TEXT SECTION Start Marker

Challenging the norm: Delivering care in the first virtual hospital in Australia
Min Jiat Teng1, Olivia Martin1, Michael Wai1, Vincent Cram1, Sarah Whitney2, Miranda Shaw1 1RPA Virtual Hospital, Sydney Local Health District, Sydney, NSW , Australia2Sydney Local Health District, Sydney, NSW, Australia
Abstract
Increasing healthcare demands have become unsustainable for hospitals to provide quality patient care. Most care could be delivered to patients in the community to reduce unnecessary patient presentation or admission to hospitals. RPA Virtual Hospital is the first virtual hospital in Australia that delivers hospital level care in the community as a sustainable solution to increasing healthcare demands. Allied health have been paramount in leading and supporting these virtual models. The virtual fracture clinic started in October 2020 to provide clinical consults via video-call for patients with a simple fracture. The service has seen 700 patients with the most reported benefit being reduction in travel to receive care (87.6%). The psychology team has seen 43 long covid patients. Patients who were discharged have reported a within group reduction in symptom severity using K10 from severe (mean score 30.3) to mild on discharge (mean score 23.0) (47% response rate). Virtual rehabilitation is a multidisciplinary team consisting of allied health and a rehabilitation specialist providing an early supported hospital discharge for patients requiring rehabilitation. Patients (n=91) had improved mean FIM scores of 7 and EQ-5D-5L health utility score of 0.09, in addition to a lower service cost compared to in-patient rehabilitation wards (median cost saving=$2,631). Thus, virtual allied health care can effectively support patients at their own home or workplace while reducing health system costs and delivering positive patient experiences. These clinics are being evaluated with our research partners with the aim of disseminating our results in reputable journals and conferences.

TEXT SECTION End Marker

Extend the abstract on allied health care at RPA Virtual Hospital past its last sentence. The entries that come next have no connection to the abstract on Australia's first virtual hospital.

DATA TO EXAMINE Start Marker

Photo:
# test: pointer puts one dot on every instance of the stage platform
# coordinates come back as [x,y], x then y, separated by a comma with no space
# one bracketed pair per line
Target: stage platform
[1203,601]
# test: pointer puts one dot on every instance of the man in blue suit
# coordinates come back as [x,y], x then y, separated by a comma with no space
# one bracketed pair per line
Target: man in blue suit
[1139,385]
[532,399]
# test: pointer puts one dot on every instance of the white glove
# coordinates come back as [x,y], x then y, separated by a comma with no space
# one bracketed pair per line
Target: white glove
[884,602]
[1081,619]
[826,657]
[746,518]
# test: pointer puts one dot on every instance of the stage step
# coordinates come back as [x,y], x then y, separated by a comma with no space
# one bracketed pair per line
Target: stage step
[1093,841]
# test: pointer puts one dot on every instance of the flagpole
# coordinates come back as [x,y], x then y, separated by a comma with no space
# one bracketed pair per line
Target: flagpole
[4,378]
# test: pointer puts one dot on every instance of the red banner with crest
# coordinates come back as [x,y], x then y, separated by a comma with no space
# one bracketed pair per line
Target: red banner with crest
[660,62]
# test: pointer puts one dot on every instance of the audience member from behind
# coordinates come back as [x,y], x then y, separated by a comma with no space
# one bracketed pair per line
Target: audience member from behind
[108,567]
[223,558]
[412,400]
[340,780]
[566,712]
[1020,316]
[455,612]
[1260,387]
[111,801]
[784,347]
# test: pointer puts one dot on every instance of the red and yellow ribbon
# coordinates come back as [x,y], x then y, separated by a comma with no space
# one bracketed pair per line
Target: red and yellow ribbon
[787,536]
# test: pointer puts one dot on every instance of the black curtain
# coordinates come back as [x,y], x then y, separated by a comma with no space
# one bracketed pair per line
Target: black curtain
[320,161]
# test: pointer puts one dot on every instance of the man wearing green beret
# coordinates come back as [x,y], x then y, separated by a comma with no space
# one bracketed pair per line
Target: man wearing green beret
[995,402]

DATA TO EXAMINE End Marker

* _RESULT_:
Biography
Min Jiat Teng is a physiotherapist who established and is leading the Physiotherapy Services at RPA Virtual Hospital. His career goal is to establish sustainable, effective and equitable health services for people with musculoskeletal conditions by developing a system to integrate high-quality research into health services as part of usual care. He will be presenting on behalf of the wider RPA Virtual Hospital Allied Health Team consisting of clinical psychologists, allied health assistants, speech pathologists, dietitians, occupational therapist, social work and physiotherapists. Min Jiat is leading a randomised controlled trial to evaluate a virtual clinic for people with simple fractures.